Written instruction:
Collect every line of the records that contains the string "sand". The match is case-sensitive.
------------------------------------------------------------------------
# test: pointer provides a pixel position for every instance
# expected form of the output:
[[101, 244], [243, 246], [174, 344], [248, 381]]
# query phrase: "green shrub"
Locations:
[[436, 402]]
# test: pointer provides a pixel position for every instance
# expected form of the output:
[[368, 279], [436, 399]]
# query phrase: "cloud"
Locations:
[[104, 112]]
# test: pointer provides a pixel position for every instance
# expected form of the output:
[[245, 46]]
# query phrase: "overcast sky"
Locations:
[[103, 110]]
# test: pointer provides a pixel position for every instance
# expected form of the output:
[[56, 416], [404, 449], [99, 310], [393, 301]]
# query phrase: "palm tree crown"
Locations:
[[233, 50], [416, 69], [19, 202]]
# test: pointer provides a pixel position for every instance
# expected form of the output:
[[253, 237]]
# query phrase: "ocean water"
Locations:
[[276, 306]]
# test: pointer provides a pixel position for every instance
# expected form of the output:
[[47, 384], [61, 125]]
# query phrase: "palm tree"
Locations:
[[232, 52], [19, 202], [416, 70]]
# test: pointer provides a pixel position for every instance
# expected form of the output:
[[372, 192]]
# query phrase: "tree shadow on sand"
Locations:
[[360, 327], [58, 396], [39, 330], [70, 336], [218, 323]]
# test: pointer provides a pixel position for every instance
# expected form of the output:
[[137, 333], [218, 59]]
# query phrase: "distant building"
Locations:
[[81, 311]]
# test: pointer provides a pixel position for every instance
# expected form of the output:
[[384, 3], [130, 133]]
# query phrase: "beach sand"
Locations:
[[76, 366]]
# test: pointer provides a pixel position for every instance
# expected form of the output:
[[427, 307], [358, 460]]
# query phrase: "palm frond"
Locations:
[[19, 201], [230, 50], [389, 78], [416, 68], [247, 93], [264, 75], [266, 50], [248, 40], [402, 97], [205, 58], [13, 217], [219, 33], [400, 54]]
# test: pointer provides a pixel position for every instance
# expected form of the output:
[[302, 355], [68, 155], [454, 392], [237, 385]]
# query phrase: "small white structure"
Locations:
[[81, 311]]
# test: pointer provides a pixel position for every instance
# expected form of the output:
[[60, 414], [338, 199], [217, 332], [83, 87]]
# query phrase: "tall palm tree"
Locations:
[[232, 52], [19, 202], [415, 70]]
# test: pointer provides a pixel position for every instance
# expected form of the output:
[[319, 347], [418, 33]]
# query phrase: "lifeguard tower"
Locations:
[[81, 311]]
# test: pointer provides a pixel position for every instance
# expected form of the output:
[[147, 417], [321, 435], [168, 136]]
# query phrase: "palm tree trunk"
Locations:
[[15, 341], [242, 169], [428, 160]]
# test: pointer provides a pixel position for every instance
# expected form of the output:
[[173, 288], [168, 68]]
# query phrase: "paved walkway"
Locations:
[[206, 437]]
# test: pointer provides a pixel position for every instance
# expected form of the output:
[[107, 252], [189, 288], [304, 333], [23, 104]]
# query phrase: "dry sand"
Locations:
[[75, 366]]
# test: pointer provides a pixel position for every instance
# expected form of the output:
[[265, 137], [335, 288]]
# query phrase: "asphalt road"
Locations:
------------------------------------------------------------------------
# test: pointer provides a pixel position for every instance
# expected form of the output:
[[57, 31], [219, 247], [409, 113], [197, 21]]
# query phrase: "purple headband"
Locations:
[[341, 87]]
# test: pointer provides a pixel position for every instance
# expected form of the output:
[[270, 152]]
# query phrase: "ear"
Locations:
------------------------------------------------------------------------
Response to this task:
# query phrase: "tree shadow on sand"
# query phrase: "beach sand"
# query phrase: "dry sand"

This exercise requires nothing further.